● LISTA DE TAREAS
A) Copia el tramo del fragmento que va desde "Y muchos de" hasta "nos serían aclarados.", cambiando "drogas" por "sustancias".
B) Resume en menos palabras el párrafo del fragmento que empieza con "Dios nos reuniría", sin perder sus datos principales.

● FRAGMENTO CITADO
Y muchos de sus conocidos experimentaron con las drogas, pero pocos como él apuraron el cáliz hasta las heces.

Autómatas autorreplicantes

A mi generación se nos educó en la creencia de que un día todos los porqués nos serían aclarados.

Dios nos reuniría y nos diría: «A fulanito lo envié a la Tierra por este motivo, y el propósito de las guerras napoleónicas era tal, y el de las hambrunas africanas cual, y el terremoto de Lisboa pretendía aquello». Y así sucesivamente, hasta llegar al porqué de todos los porqués: qué pinta una especie como la nuestra en un sitio como este.

Pero, ¿y si el creador tampoco lo supiera?

Datos de máscaras de segmentación
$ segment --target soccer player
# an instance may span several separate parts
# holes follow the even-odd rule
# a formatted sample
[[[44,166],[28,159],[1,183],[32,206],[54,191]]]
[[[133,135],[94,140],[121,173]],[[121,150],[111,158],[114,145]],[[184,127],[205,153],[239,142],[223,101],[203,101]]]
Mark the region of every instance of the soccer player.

● RESPUESTAS
A)
Y muchos de sus conocidos experimentaron con las sustancias, pero pocos como él apuraron el cáliz hasta las heces.

Autómatas autorreplicantes

A mi generación se nos educó en la creencia de que un día todos los porqués nos serían aclarados.

B) Dios nos reuniría y nos explicaría todos los porqués: para qué envió a cada persona a la Tierra y qué propósito tuvieron las guerras napoleónicas, las hambrunas africanas y el terremoto de Lisboa. Al final llegaría al porqué de todos los porqués: qué hace una especie como la nuestra en un sitio como este.